* **EXERCISE**:
Copy each row below word for word, keeping every line as it is.

------------------------------

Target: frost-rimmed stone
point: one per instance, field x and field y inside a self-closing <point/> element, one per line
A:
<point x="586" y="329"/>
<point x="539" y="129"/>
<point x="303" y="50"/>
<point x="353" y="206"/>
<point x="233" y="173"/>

------------------------------

* **COMPLETE ANSWER**:
Target: frost-rimmed stone
point: one per instance, field x and field y inside a self-closing <point/> element, one per line
A:
<point x="586" y="329"/>
<point x="539" y="129"/>
<point x="303" y="50"/>
<point x="353" y="206"/>
<point x="233" y="173"/>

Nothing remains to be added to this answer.